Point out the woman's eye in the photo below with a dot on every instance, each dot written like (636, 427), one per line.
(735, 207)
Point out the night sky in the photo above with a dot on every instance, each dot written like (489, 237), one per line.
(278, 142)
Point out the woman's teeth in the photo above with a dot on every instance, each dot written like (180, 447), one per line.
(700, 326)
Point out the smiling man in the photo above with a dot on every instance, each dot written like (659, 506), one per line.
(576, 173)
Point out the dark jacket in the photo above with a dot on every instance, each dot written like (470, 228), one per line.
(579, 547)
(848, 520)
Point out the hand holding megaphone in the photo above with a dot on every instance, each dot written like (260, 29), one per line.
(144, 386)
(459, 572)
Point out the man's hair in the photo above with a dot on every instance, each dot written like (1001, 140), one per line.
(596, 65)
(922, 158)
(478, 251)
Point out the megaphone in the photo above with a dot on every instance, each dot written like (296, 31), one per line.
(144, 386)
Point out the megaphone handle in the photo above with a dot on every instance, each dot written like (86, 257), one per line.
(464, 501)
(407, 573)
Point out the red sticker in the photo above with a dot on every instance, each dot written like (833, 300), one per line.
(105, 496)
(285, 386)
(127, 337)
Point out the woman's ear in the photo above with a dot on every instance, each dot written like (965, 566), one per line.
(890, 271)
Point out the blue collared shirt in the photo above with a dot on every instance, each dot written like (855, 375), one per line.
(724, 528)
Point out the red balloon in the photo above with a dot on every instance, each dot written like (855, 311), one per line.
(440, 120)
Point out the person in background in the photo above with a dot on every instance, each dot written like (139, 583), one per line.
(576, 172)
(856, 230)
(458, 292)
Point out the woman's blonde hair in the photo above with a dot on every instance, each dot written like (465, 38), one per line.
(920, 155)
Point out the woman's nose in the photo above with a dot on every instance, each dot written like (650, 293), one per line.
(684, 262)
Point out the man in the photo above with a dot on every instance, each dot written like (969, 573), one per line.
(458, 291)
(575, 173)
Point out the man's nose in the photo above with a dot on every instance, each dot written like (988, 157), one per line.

======

Copy out every one of the items above line for line, leaving each word and character as it stands.

Point out the woman's eye in the photo below with a dot on every instance, each dot written like (636, 427), one per line.
(735, 207)
Point out the night sky in the photo above with a dot on every instance, each dot written like (489, 237), one per line.
(278, 142)
Point out the woman's teeth in the photo above with a dot on every instance, each dot written like (180, 447), one per line.
(700, 326)
Point out the smiling man in the photo above with a dot on every instance, each dot written like (659, 506), one per line.
(576, 173)
Point out the dark jacket in the photo above with a dot on every instance, each dot written like (470, 228), one per line.
(579, 547)
(848, 520)
Point out the hand holding megaphone in the photo above with a dot on every instance, each dot written like (260, 29), one per line.
(144, 386)
(459, 572)
Point out the man's hair in the photo above with a dot on every instance, each dot written like (1001, 140), one per line.
(596, 65)
(922, 158)
(478, 251)
Point out the megaphone in the photo above with a dot on every instance, each dot written like (296, 31), one per line.
(144, 386)
Point out the megaphone handle in the photo above with a dot on every instance, each dot written like (86, 257), one per line.
(464, 501)
(407, 573)
Point out the red sticker in the photo above with a dot on every instance, each dot written like (833, 300), one per line.
(105, 496)
(285, 386)
(127, 337)
Point out the woman's ear in the photo above with a dot on every instance, each dot written like (965, 566), one per line.
(890, 271)
Point out the blue collared shirt in the photo above with a dot on every instance, each dot written like (855, 375), one per line.
(724, 528)
Point out the red balloon in the photo above with a dot on every instance, each dot written like (855, 311), one per line.
(440, 120)
Point out the person in background in the photo above with a dot on every instance, each dot written like (139, 583), one per line.
(576, 172)
(856, 230)
(458, 292)
Point out the woman's blonde hair in the photo above with a dot on every instance, each dot written like (465, 38), one per line.
(920, 155)
Point out the woman's nose in the photo above with a dot on every instance, each dot written like (650, 293), one per line.
(684, 262)
Point out the man in the photo above with a dot on every instance, each dot written like (969, 573), one per line.
(458, 291)
(575, 173)
Point out the man's nose in the photo above with a dot on every instance, each dot written like (988, 157), one per line.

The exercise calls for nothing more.